- **Stored rows**
[Begin]

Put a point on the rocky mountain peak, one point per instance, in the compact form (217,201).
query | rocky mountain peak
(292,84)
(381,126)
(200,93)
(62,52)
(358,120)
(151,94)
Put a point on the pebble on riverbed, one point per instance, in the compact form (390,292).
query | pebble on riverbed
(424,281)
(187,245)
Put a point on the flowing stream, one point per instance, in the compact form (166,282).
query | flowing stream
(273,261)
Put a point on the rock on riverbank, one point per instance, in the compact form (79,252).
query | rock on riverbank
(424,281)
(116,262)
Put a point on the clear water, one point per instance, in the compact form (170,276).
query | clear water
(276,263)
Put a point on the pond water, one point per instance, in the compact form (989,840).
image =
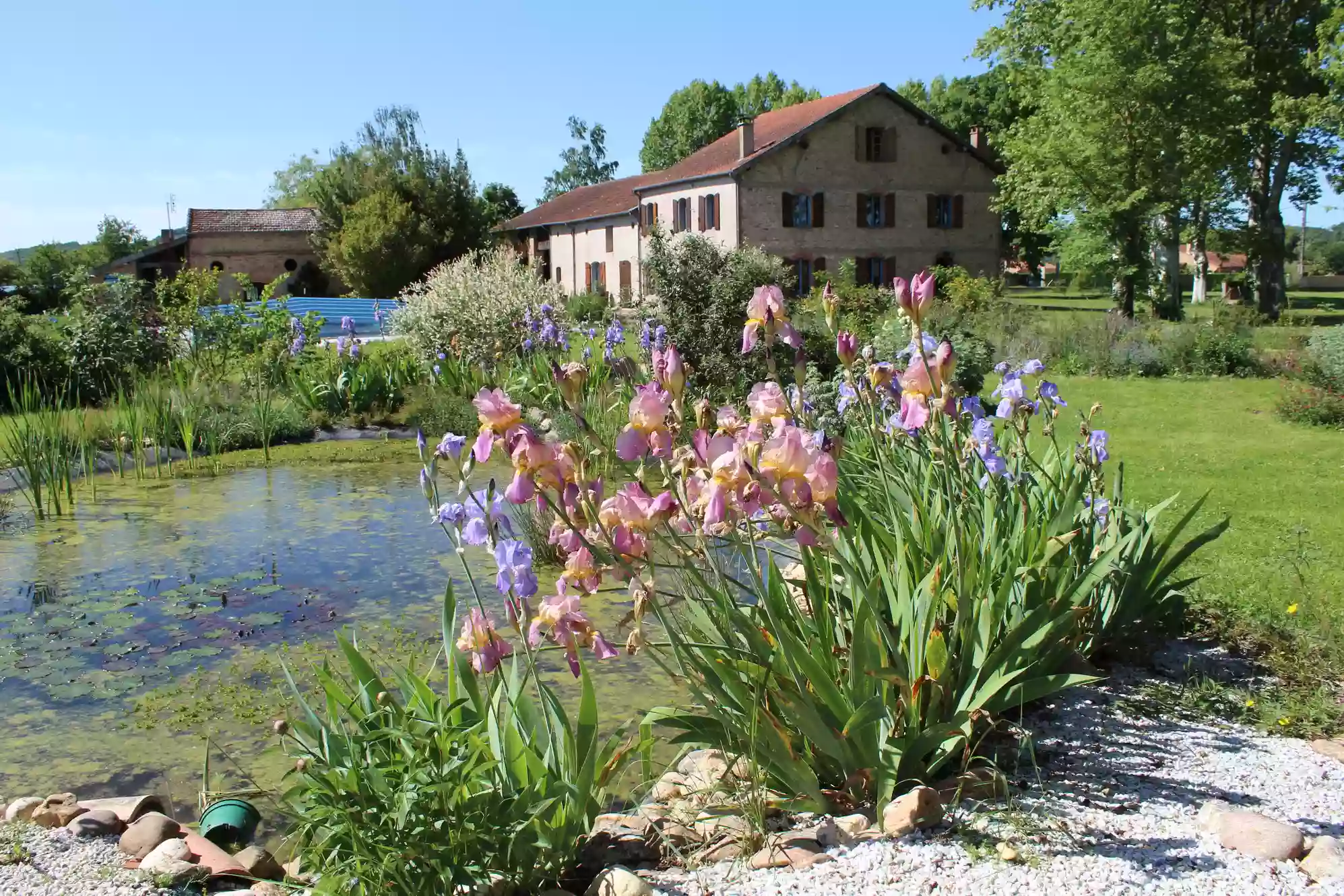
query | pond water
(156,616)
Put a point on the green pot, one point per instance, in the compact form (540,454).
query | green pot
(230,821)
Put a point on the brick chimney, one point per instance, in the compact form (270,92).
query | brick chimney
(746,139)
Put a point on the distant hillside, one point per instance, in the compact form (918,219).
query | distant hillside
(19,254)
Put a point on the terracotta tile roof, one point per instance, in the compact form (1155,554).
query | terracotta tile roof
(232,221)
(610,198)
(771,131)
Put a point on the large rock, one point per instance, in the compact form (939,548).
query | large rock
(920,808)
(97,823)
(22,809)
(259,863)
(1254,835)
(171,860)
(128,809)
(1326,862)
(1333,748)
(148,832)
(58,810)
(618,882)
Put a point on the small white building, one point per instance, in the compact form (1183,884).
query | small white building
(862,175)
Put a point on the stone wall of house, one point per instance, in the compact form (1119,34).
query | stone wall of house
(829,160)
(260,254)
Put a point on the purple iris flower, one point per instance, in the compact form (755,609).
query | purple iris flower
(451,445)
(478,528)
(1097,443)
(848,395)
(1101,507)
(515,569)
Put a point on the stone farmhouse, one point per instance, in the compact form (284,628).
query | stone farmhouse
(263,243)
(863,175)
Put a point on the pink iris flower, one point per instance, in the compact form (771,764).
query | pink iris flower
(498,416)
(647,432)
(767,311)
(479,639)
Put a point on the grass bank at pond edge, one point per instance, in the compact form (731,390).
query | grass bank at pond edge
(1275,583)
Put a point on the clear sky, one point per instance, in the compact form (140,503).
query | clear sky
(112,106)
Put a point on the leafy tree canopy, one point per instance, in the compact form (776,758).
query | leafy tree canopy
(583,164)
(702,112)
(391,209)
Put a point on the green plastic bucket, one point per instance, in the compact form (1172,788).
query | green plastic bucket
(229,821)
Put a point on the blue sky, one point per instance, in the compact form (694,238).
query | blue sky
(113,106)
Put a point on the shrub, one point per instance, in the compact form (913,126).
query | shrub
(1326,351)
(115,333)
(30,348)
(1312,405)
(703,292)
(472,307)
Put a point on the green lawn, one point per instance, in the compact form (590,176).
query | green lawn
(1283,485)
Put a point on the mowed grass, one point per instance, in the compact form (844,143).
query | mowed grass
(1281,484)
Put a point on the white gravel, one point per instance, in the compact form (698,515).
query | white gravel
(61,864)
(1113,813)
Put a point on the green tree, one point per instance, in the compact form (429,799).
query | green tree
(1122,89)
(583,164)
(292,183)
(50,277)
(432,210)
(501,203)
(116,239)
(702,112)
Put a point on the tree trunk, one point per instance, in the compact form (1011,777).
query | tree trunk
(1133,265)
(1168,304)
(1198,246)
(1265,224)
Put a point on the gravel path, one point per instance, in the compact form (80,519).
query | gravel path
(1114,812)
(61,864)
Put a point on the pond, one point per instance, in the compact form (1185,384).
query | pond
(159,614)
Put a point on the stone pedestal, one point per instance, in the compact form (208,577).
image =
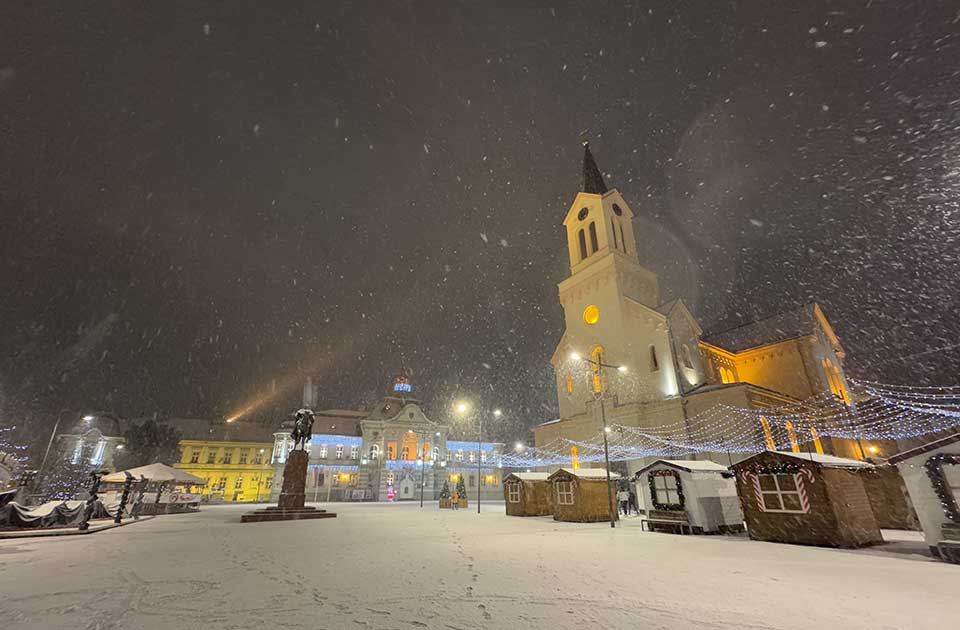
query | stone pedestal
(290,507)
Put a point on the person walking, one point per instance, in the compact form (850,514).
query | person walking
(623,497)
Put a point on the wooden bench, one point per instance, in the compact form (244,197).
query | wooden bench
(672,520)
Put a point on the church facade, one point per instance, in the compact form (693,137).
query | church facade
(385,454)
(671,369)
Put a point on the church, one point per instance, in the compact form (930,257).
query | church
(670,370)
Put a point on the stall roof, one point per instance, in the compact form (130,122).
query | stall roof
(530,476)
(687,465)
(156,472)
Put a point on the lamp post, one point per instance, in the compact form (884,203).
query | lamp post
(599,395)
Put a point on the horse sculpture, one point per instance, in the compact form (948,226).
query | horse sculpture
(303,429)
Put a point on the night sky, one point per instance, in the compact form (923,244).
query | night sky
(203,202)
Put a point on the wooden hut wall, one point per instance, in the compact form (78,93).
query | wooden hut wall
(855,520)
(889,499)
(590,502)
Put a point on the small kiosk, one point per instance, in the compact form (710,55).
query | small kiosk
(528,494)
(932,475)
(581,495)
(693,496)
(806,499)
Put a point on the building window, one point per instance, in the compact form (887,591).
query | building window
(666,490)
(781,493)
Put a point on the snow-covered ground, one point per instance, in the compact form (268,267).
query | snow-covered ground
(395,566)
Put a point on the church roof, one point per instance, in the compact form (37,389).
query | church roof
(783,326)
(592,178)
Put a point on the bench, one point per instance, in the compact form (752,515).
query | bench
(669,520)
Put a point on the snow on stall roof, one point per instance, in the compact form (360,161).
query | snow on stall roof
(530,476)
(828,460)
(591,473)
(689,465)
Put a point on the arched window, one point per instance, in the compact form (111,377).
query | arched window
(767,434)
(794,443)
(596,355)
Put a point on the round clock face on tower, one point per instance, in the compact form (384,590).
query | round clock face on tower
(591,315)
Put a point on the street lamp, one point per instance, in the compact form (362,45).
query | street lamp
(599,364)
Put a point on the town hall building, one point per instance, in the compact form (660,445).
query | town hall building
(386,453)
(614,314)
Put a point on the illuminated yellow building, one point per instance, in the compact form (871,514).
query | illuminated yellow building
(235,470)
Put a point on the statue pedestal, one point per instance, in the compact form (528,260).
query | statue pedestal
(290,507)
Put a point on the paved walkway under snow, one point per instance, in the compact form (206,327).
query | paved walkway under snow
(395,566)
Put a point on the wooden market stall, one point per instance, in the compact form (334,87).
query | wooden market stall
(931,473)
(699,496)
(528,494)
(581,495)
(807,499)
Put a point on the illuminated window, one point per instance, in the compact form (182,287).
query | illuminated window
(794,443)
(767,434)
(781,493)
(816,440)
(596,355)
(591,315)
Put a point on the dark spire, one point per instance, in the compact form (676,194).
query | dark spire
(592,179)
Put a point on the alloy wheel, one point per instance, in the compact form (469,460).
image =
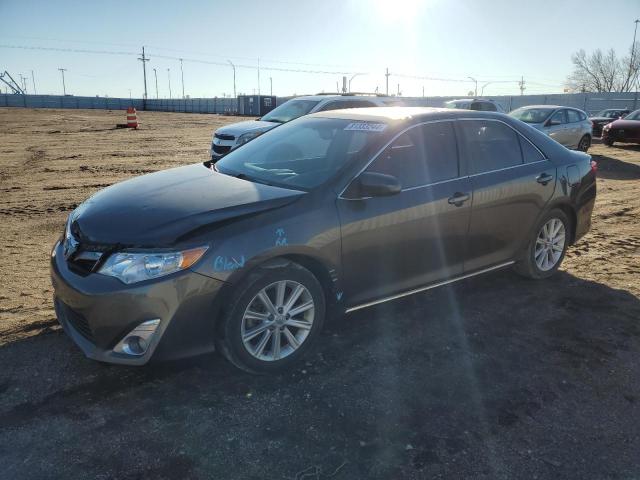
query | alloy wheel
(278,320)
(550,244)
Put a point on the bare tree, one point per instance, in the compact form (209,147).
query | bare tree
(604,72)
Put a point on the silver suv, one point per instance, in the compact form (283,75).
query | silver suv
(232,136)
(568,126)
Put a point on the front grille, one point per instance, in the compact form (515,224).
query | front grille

[End]

- **Goal of the exercise**
Give back, word for word, every line from the one holding "Put a point on the illuminated yellow" through the last line of the listing. Pictures are excluded.

- **Task answer**
Put a point on the illuminated yellow building, one point per instance, in the compact form (871,514).
query | illuminated yellow building
(235,470)
Put a point on the statue pedestal, one point per instance, in the compact form (528,260).
query | statue pedestal
(290,507)
Put a point on the paved walkway under snow, one point per instance, in the compact form (206,327).
query | paved walkway under snow
(395,566)
Put a point on the wooden market stall, one point per instance, in the compact form (334,87).
query | wooden market stall
(931,473)
(699,496)
(528,494)
(581,495)
(807,499)
Put a point on the illuminated window, one point per instance, in the compact form (182,287).
query | illuminated window
(794,443)
(767,434)
(781,493)
(816,440)
(596,355)
(591,315)
Put a point on the dark spire, one point per instance, in the compact form (676,194).
query | dark spire
(592,179)
Put a point on the alloy wheel, one point per instance, in the compact form (469,460).
image =
query | alloy wheel
(278,320)
(550,244)
Put a point on the bare tree, one point per instance, in the compact form (209,147).
query | bare tree
(604,72)
Put a point on the silver suv, one point per instance, in the compact form (283,75).
query | silver suv
(232,136)
(568,126)
Put a point on the front grille, one point per instance, in the compact form (515,224).
query | front grille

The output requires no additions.